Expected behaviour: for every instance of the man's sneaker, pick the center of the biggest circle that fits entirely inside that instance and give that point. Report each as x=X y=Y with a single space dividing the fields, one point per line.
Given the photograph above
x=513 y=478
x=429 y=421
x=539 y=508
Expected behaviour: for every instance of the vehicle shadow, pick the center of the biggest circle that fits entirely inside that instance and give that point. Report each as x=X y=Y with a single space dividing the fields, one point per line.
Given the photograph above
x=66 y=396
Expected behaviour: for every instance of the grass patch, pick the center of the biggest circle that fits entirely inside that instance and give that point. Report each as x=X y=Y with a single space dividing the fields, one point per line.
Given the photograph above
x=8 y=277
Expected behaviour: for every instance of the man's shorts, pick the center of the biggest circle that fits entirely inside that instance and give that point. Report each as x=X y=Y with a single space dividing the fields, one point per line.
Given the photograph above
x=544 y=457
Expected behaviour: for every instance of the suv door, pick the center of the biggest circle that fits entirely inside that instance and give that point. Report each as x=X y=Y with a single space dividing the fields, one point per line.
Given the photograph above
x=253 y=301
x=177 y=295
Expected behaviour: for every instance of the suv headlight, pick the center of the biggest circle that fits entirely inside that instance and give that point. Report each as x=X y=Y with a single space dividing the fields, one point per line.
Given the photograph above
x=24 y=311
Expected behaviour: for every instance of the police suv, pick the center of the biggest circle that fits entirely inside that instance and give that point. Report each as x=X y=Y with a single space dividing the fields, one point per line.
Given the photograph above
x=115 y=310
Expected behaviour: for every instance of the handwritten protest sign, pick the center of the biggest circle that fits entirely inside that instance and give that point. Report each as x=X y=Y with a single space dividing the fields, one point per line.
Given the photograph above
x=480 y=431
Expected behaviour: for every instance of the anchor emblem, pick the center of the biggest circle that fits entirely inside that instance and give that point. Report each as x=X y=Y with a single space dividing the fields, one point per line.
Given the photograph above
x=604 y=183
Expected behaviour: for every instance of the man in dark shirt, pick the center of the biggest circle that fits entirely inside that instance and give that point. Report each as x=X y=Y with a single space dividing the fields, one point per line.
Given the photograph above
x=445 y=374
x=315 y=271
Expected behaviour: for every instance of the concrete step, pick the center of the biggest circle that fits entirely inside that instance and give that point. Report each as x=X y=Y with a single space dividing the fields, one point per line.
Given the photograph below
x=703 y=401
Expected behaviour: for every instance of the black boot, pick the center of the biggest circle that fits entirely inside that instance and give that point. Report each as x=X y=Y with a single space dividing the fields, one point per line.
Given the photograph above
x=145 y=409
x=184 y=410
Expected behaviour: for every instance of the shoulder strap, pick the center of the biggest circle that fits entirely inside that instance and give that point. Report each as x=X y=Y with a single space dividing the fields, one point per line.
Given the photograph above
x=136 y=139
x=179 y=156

→ **Problem to work on**: Copy the material from the line with "Expected behaviour: for every instance of the black" to the line with "x=184 y=410", character for character, with both of those lines included.

→ **Complete response**:
Expected behaviour: for every instance of the black boot, pick the center of the biggest circle that fits entirely inside that instance and give that point. Report each as x=X y=Y with a single space dividing the fields, one point per line.
Given the photograph above
x=145 y=409
x=184 y=410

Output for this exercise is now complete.